> TASK BRIEF:
Please quote word for word the lines of the items from the line with "Exercise. Locate the snow patch" up to and including the line with "Target: flint flake". Leave the pictures out of your answer.

------------------------------

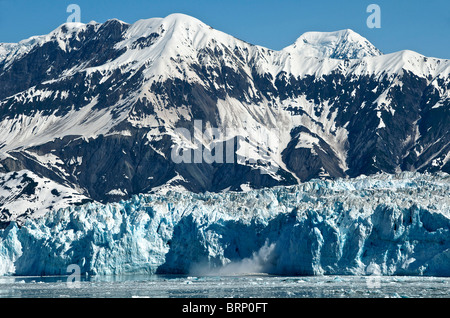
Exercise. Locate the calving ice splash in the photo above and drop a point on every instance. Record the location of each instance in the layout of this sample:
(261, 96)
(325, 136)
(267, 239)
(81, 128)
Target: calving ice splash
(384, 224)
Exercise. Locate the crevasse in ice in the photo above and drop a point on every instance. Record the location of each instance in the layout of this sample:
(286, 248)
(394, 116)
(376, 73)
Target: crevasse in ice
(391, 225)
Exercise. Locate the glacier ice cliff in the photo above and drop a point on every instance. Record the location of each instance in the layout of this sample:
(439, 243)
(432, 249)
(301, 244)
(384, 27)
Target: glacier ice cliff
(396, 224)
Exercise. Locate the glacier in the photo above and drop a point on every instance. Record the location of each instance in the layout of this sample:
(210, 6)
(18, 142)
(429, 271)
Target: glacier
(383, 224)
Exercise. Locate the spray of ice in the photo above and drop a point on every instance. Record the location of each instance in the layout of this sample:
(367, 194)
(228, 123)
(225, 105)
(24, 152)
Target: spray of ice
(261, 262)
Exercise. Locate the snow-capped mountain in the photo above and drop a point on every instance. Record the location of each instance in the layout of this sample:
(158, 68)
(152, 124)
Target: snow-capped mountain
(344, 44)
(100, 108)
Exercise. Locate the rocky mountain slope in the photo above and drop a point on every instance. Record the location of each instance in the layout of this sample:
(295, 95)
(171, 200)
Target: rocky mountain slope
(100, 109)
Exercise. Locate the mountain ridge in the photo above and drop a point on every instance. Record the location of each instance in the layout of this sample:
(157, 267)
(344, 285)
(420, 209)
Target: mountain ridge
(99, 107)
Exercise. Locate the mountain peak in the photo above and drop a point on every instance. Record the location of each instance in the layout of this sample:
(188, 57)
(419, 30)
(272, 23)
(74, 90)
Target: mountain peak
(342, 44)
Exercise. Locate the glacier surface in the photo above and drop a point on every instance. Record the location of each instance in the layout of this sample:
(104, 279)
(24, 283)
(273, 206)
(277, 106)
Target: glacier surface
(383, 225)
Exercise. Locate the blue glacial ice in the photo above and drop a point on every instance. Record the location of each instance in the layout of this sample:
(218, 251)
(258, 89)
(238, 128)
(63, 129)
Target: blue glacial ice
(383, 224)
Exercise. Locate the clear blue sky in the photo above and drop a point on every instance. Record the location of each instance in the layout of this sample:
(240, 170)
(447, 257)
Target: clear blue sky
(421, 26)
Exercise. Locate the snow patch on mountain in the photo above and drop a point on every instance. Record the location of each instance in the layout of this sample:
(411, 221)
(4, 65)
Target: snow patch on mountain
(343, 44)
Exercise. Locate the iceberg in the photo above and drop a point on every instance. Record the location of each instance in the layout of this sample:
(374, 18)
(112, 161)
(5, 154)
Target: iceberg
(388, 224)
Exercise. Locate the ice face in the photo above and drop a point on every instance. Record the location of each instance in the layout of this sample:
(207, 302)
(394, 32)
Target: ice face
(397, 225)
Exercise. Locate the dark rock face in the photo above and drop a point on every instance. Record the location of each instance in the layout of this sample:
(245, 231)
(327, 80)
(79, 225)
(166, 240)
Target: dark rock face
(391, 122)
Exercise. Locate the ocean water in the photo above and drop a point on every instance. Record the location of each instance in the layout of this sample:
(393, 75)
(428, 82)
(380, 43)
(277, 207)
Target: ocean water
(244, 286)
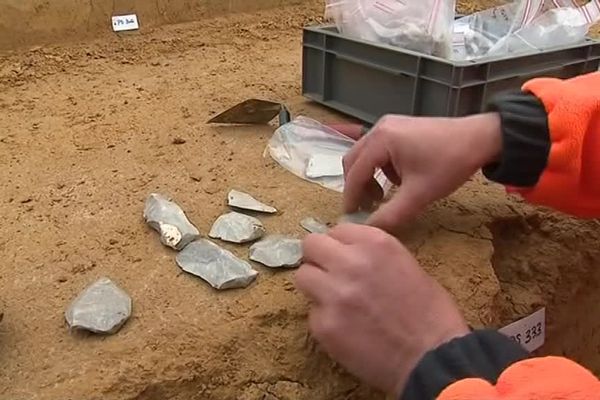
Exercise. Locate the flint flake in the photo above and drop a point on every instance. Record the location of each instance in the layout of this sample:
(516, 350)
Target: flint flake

------------------------------

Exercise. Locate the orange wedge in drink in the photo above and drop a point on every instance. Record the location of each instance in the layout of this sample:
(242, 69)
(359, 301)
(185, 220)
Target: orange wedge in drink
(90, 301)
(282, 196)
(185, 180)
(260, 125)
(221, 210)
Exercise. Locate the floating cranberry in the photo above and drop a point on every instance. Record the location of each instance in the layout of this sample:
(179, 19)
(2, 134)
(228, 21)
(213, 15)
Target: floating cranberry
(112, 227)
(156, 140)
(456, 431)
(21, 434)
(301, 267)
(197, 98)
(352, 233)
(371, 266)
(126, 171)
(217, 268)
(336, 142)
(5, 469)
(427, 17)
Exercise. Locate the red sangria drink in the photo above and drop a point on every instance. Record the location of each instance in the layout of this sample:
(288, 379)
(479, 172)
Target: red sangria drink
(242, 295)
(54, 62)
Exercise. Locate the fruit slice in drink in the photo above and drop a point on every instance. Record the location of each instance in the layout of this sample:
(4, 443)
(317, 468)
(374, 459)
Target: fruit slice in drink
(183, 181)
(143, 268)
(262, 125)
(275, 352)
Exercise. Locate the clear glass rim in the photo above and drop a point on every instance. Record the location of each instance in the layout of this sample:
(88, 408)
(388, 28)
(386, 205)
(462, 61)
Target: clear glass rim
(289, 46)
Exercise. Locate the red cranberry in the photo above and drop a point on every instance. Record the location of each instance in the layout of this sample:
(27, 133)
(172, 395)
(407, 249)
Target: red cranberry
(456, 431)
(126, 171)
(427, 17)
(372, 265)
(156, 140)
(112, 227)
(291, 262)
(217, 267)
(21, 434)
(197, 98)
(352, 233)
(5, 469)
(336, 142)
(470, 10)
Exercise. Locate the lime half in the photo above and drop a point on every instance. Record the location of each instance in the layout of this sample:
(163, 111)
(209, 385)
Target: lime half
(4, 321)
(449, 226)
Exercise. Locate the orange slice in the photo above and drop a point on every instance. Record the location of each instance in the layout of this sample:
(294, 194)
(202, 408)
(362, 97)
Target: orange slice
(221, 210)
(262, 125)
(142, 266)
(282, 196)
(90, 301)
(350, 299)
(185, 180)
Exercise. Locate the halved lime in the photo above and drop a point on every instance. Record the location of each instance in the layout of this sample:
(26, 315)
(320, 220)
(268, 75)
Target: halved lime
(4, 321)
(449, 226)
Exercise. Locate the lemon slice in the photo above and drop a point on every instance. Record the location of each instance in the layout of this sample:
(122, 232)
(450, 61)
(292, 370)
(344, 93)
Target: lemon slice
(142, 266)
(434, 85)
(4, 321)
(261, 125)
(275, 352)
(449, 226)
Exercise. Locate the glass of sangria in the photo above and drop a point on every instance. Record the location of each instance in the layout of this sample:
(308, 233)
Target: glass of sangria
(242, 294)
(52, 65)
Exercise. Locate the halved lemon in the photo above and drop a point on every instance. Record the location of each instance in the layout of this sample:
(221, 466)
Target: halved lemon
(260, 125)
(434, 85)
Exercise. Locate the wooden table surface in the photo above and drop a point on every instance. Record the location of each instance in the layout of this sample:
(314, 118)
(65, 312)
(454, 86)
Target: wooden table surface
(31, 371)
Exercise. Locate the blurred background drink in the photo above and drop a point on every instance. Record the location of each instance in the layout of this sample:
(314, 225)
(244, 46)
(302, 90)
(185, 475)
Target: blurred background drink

------------------------------

> REPLY TO THE TASK:
Exercise. Locate the snow patch on mountain in the photo above and drop a point on every instance. Record the location of each instance in the layout of this sample:
(411, 221)
(4, 65)
Target: snow patch on mountain
(343, 44)
Exercise. Locate the iceberg in the photo above and drop a point on every instance. Record the location of each instance in the layout of this sample:
(374, 18)
(112, 161)
(5, 154)
Target: iceberg
(388, 224)
Exercise. Locate the ice face in the photo above and drop a point on every instance. Record the location of each instance in the layout of this sample:
(207, 302)
(394, 32)
Target: ice face
(397, 225)
Exercise. Locate the dark rock face in the photo above and drop a point on every instance. Record the location of each instance in the layout of this sample:
(245, 231)
(327, 80)
(79, 225)
(166, 240)
Target: dark rock face
(391, 122)
Exercise. Locate the ocean water in the photo above and drop a point on every instance. Record the location of each instance in the layout of this sample:
(393, 75)
(428, 82)
(380, 43)
(277, 207)
Target: ocean water
(244, 286)
Exercise. Locate the flint flake in the photo above and drop a point on every instance. Record the location of each instance in the layout of this sample:
(516, 350)
Target: flint flake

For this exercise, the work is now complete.